What you return should be each line of the data containing the string "wall".
#####
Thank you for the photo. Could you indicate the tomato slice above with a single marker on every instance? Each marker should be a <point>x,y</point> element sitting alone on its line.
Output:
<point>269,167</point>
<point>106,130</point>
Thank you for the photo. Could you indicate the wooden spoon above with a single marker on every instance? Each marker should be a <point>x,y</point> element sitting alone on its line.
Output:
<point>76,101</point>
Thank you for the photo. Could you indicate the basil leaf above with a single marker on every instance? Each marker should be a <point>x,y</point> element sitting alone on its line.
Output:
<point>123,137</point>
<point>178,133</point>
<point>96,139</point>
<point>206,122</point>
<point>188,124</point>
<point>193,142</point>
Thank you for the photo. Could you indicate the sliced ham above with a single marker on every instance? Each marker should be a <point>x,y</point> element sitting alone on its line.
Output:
#####
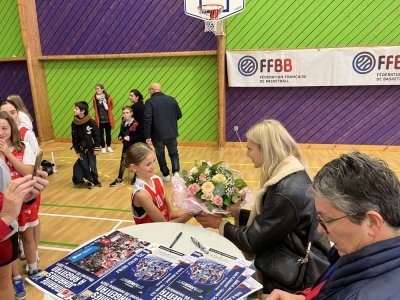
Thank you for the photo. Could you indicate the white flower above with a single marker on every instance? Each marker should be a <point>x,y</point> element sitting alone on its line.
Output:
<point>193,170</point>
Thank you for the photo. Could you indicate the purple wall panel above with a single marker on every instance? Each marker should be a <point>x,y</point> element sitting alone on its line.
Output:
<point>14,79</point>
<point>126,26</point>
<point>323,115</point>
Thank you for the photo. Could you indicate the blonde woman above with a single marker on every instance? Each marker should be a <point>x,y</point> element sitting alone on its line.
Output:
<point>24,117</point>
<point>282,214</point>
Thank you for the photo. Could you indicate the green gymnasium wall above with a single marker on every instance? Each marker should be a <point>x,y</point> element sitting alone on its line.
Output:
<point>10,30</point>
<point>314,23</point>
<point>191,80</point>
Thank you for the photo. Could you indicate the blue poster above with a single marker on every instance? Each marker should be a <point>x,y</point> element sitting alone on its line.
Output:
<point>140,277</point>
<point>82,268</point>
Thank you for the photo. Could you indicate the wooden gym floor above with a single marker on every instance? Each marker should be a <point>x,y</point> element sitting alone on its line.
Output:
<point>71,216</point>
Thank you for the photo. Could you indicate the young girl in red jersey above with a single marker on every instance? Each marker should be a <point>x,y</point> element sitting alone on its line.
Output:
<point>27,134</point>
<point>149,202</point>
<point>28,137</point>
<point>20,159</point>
#####
TASK ANSWER -
Thank you for the photo. Could you indicate the purple wall panel above with a single marker on every instance? Each marker should be a <point>x,y</point> element sitting alone on its line.
Thank you for the photo. Could you indicate the green gymnasium wall above with a single marker on every instance? Each marker should be a <point>x,y</point> element sitting alone on its line.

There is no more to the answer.